Problem requirements: Copy out each line in the material below that has the word "with".

Segment Start: Records

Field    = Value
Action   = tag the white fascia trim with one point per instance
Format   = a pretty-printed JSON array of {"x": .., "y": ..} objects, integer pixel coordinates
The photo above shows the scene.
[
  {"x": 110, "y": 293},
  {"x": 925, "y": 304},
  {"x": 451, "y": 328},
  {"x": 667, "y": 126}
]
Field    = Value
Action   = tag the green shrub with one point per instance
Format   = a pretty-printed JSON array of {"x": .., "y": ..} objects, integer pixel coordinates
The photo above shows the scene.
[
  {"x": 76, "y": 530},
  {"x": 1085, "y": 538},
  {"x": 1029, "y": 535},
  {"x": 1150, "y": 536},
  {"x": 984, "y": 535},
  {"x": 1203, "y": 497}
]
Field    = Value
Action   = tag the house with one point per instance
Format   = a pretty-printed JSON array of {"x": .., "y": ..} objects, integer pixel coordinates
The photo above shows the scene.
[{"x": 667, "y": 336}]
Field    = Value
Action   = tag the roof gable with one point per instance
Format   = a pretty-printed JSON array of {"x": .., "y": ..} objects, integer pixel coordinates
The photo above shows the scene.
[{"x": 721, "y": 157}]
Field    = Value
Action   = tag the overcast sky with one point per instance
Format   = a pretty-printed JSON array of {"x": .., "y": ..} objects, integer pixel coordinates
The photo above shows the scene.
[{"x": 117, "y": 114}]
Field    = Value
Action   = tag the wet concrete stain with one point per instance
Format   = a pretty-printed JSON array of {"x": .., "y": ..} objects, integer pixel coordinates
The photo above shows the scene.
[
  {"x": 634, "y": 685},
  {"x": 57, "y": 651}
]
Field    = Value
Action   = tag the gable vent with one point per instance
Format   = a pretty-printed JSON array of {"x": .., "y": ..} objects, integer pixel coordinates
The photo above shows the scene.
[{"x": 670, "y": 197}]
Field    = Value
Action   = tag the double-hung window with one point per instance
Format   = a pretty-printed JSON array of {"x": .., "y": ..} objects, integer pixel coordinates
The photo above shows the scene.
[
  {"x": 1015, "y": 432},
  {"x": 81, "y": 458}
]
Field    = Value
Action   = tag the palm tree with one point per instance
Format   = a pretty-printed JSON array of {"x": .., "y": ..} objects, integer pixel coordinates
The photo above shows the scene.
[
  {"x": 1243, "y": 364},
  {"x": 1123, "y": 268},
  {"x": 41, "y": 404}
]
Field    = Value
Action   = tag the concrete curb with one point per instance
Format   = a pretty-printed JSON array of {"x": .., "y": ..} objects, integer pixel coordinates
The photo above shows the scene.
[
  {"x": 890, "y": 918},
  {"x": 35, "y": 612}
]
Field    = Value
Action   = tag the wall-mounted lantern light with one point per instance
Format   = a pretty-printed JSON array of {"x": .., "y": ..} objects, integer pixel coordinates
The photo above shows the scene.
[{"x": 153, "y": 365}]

Segment End: Records

Output of the task:
Action   = tag the white fascia trim with one point per instance
Action   = tag the green shrub with one point per instance
Action   = tag the house with one point per instance
Action   = tag the roof gable with one point per instance
Action   = tag the overcast sky with one point per instance
Action   = tag the wet concrete stain with one point per instance
Action   = tag the gable vent with one point per instance
Action   = tag the double-hung window with one point per instance
Action   = tag the palm tree with one point per instance
Action   = tag the concrete curb with one point per instance
Action   = tag the wall-mounted lantern light with one point per instance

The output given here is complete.